(TASK GOAL):
Below are records with pictures in them; print them exactly, omitting the pictures.

START DATA RECORDS

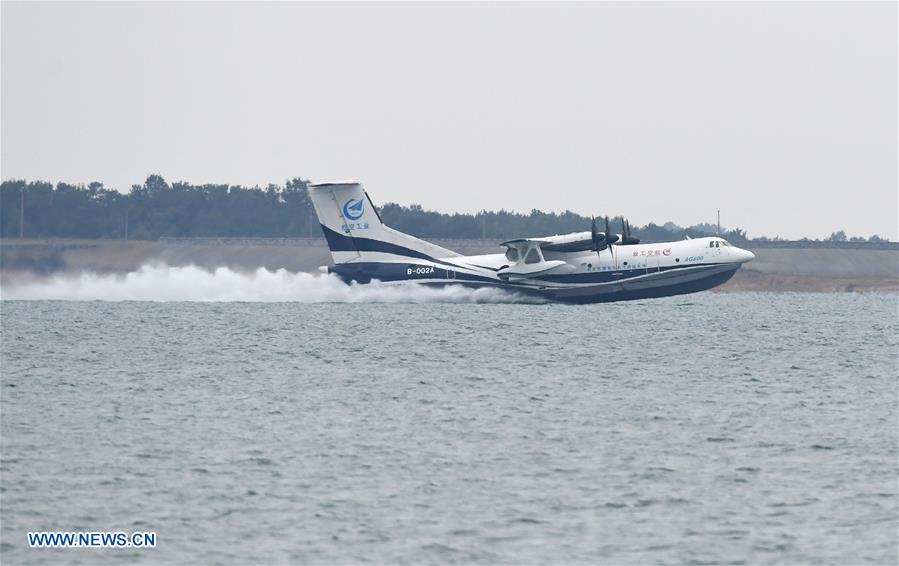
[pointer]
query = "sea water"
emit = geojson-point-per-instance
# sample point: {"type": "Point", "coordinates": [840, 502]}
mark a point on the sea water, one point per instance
{"type": "Point", "coordinates": [276, 417]}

END DATA RECORDS

(FINAL ANSWER):
[pointer]
query = "sea water"
emit = geojson-point-per-instance
# sample point: {"type": "Point", "coordinates": [840, 502]}
mark a point on the sea water, one point per instance
{"type": "Point", "coordinates": [276, 417]}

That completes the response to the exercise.